- _EXERCISE BRIEF_: Gather every line of the records below that contains the string "drum", and copy each one as it appears.

- _DATA FOR THIS EXERCISE_:
┄┄┄┄┄┄┄┄┄┄

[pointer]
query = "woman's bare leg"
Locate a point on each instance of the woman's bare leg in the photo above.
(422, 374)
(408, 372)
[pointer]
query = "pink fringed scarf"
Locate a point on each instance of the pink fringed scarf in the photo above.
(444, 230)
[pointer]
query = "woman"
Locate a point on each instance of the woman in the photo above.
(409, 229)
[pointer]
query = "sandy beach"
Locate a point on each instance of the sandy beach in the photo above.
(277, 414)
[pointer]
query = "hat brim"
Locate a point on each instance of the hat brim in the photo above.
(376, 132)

┄┄┄┄┄┄┄┄┄┄

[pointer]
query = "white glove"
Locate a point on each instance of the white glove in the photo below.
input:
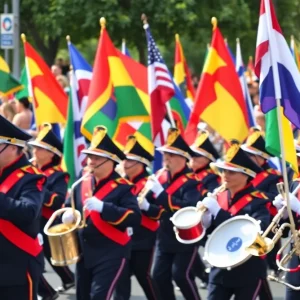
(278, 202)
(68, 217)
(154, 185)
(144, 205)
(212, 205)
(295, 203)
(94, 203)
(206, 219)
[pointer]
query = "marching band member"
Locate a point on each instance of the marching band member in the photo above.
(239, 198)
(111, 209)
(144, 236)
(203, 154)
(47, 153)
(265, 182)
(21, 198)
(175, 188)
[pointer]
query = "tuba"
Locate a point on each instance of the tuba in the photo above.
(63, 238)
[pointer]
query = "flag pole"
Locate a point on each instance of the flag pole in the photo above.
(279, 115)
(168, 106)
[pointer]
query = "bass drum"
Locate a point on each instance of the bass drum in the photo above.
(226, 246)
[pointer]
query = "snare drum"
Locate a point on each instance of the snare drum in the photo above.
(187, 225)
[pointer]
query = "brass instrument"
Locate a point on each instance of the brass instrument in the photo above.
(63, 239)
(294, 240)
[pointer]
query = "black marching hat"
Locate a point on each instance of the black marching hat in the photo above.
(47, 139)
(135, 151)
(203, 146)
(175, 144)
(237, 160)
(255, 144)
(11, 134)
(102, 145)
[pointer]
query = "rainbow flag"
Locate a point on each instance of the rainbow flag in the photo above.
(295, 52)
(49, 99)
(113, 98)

┄┄┄┄┄┄┄┄┄┄

- _OUTPUT FOR THIS TASK_:
query = "bass drum"
Locate a point on each instance of the bass drum in the photo above.
query = "snare drum"
Locate a point on each instance of the snare drum in the photo above.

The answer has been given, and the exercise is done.